What needs to be done: Counting only the lines below that contain the word "gold", what is the total? Give it with no other words.

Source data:
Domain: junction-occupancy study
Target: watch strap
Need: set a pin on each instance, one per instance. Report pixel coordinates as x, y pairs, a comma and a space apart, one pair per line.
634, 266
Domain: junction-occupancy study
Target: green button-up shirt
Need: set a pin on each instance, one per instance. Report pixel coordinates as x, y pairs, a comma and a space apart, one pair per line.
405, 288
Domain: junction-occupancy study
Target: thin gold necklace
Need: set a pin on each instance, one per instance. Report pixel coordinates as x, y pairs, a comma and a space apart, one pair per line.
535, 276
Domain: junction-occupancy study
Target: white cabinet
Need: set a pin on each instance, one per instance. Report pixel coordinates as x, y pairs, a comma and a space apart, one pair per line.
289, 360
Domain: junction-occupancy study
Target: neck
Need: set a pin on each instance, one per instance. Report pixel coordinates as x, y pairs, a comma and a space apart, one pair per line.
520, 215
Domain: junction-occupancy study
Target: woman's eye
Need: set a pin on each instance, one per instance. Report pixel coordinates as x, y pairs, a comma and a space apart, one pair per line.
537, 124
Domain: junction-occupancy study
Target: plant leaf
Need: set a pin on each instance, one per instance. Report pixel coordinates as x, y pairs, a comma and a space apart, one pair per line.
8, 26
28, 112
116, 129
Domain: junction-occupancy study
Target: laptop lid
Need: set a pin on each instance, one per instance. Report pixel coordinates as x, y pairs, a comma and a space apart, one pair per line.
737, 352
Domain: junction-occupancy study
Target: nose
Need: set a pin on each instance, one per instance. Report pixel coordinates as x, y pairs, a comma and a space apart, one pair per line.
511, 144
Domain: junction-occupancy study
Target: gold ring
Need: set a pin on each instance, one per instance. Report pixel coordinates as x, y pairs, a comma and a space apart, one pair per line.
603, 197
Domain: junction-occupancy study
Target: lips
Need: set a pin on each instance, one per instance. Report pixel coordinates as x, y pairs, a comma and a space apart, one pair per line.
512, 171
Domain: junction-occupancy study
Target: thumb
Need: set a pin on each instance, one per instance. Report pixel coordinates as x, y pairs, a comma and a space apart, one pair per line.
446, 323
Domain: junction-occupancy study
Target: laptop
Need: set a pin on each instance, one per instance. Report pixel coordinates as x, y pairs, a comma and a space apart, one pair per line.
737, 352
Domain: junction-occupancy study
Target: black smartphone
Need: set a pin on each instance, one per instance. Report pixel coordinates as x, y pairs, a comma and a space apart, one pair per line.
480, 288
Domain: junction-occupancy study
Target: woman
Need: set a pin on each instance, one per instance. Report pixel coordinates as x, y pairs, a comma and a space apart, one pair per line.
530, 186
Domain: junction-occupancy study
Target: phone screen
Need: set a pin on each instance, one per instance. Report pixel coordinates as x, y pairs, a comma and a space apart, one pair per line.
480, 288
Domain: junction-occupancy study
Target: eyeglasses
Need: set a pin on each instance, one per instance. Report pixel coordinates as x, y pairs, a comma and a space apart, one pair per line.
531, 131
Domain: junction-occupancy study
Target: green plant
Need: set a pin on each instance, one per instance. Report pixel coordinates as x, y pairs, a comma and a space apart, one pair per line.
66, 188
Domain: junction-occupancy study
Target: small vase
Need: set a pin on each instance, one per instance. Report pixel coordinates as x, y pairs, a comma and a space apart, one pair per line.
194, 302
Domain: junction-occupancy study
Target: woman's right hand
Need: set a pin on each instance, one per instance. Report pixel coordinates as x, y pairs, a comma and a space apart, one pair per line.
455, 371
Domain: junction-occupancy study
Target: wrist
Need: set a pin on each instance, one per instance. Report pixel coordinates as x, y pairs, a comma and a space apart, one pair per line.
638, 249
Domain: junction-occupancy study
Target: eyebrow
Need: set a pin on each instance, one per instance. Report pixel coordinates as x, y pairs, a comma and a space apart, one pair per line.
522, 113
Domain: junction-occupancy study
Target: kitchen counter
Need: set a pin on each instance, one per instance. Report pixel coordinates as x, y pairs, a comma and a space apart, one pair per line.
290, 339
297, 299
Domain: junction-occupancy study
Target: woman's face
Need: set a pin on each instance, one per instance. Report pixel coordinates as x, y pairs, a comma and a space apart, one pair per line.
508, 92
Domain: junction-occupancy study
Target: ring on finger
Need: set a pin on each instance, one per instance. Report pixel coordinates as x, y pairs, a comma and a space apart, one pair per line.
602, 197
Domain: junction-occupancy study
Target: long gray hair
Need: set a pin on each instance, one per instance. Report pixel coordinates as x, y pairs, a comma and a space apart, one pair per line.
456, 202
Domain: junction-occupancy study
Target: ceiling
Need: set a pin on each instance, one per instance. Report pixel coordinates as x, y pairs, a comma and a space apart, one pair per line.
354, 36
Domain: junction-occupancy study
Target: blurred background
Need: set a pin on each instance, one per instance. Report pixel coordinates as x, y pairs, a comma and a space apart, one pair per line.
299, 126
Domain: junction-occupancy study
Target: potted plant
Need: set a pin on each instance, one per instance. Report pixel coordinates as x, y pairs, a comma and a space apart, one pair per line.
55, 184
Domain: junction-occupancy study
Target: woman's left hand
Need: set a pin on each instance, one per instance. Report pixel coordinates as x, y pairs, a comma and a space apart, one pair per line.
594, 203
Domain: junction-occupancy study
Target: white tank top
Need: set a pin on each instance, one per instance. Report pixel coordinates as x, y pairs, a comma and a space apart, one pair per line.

Solved exercise: 2